Document passage:
So, to save yourself some trouble: don't trust your tools. And make sure to have files you want to work on with hexl-mode match something in file-coding-system-alist's content, that enforces binary reads (elc, png, jpeg, ar, gz etc. for my setup).

Friday Nov 23, 2007

GSoC 2007 miscellanea

Being honoured to mentor Shane Matthews on his GSoC 2007 project Impress OpenGL rendered transitions, I today received the mentor gift - thank you Google for the tshirt!

On related news, the resulting CWS got recently merged to HEAD, so those of the adventurous kind can now build this as an optional feature: just issue "build ENABLE_OPENGL=TRUE" in the slideshow module to be blessed with an ogltrans shared lib. And thanks to Rene, after CWS configure22 is integrated, one can even give "--enable-opengl" on the configure line. After that, register the ogltrans lib into OOo via unopkg, and use this presentation file to see what others are missing.

Some items:
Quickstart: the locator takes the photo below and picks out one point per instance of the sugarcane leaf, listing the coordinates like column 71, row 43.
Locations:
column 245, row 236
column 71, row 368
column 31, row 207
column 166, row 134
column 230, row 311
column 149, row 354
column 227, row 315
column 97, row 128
* * *
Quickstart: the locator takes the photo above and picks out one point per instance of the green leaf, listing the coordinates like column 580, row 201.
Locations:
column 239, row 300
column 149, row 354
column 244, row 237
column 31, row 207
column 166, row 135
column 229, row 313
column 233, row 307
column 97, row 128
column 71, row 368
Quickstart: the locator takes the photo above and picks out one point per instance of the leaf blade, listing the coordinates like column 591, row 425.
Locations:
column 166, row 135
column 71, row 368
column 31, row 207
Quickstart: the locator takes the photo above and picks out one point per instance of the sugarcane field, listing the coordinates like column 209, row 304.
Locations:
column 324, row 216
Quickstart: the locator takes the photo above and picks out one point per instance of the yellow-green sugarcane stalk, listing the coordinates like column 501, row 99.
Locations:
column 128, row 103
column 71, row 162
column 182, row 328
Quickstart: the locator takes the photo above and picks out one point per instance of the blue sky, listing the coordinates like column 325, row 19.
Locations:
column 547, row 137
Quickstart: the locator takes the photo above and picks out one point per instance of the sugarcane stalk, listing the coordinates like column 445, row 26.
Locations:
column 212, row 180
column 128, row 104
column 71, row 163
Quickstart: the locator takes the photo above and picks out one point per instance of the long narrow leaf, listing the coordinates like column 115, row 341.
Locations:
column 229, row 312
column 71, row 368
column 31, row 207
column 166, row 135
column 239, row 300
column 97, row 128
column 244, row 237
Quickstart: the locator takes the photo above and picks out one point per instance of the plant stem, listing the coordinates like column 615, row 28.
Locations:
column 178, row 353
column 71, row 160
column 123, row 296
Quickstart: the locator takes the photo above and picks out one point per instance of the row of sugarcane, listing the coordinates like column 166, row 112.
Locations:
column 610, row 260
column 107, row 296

Goals:
1. Rewrite the GSoC 2007 post from "GSoC 2007 miscellanea" up to and including "for the tshirt!", putting "T-shirt" in place of "tshirt".
2. According to the GSoC 2007 post, what command do you run in the slideshow module to build the OpenGL transitions as an optional feature?
3. Write what comes next in the GSoC 2007 post, picking up right after its last sentence.

The responses:
1.
GSoC 2007 miscellanea

Being honoured to mentor Shane Matthews on his GSoC 2007 project Impress OpenGL rendered transitions, I today received the mentor gift - thank you Google for the T-shirt!

2. "build ENABLE_OPENGL=TRUE"

3.
This could even be shipped as a separate extension after 2.4 is out...

Monday Oct 15, 2007

A Dead Parrot Learns to Fly

After an impromptu dead parrot sketch at the OOoCon ("the beamer works" - "no, it's dead" - "bah, it's not dead, it just needs a reboot"... (you might look forward to the still-missing video)), I had a rather rough ride with the proverbial last 10 percent of the browser functionality - I'm still not 100% happy with the representation in OOo's Calc, and the xcs schema parser leaves something to desire. But surely the thing is now ready for config hackers to play with it - grab your copy here:

09e22fc6d8d9f9bfd3dc7cf838ce6590 ooconfig.oxt

(for those of you who don't know what I'm talking about: OoConfig is a Python extension, providing a tool quite similar in spirit to Mozilla's about:config page - a way of tweaking the complete (even hidden) set of configuration items. See also the wiki for further information)

Wednesday Aug 08, 2007

A hacker's way of app-bundling

Just found this. Pretty cool way of packaging an application to be completely relocatable (though without desktop integration, barring further hacks). Something for OOo Portable?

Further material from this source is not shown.